**Consigne**
Recopiez à l'identique, s'il vous plaît, le passage du texte ci-dessous sur les conversations de l'empereur, en commençant par « Rien de plus » et en continuant jusqu'à « de la Prusse. ».

Rien de plus curieux que ces deux conversations. On y voit l’empereur tel qu’il était, avec ce singulier mélange d’idées généreuses, de projets chimériques et d’ambitions vagues, qui le menaient tout doucement, sans qu’il s’en doutât, à des guerres sanglantes et à d’épouvantables catastrophes. Qui aurait pu croire par exemple, que dès 1857 il roulât dans sa tête l’idée de l’annexion du Holstein à la Prusse ? Et que dire de sa distraction au sujet du duché de Brunswick ? Voilà un héritage qui doit revenir au roi George de Hanovre, le propre cousin de la reine Victoria. Et l’empereur, dans l’ingénuité de son âme, vient dire au prince Albert : « Que pourrions-nous bien faire du duché de Brunswick ? » Dans sa pensée, cela est de toute évidence, le duché de Brunswick, comme le Holstein, devait faire partie du lot de la Prusse.

**Données recueillies**
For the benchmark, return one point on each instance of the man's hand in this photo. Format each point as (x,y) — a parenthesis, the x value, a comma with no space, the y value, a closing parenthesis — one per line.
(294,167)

**Résultat obtenu**
Rien de plus curieux que ces deux conversations. On y voit l’empereur tel qu’il était, avec ce singulier mélange d’idées généreuses, de projets chimériques et d’ambitions vagues, qui le menaient tout doucement, sans qu’il s’en doutât, à des guerres sanglantes et à d’épouvantables catastrophes. Qui aurait pu croire par exemple, que dès 1857 il roulât dans sa tête l’idée de l’annexion du Holstein à la Prusse ? Et que dire de sa distraction au sujet du duché de Brunswick ? Voilà un héritage qui doit revenir au roi George de Hanovre, le propre cousin de la reine Victoria. Et l’empereur, dans l’ingénuité de son âme, vient dire au prince Albert : « Que pourrions-nous bien faire du duché de Brunswick ? » Dans sa pensée, cela est de toute évidence, le duché de Brunswick, comme le Holstein, devait faire partie du lot de la Prusse.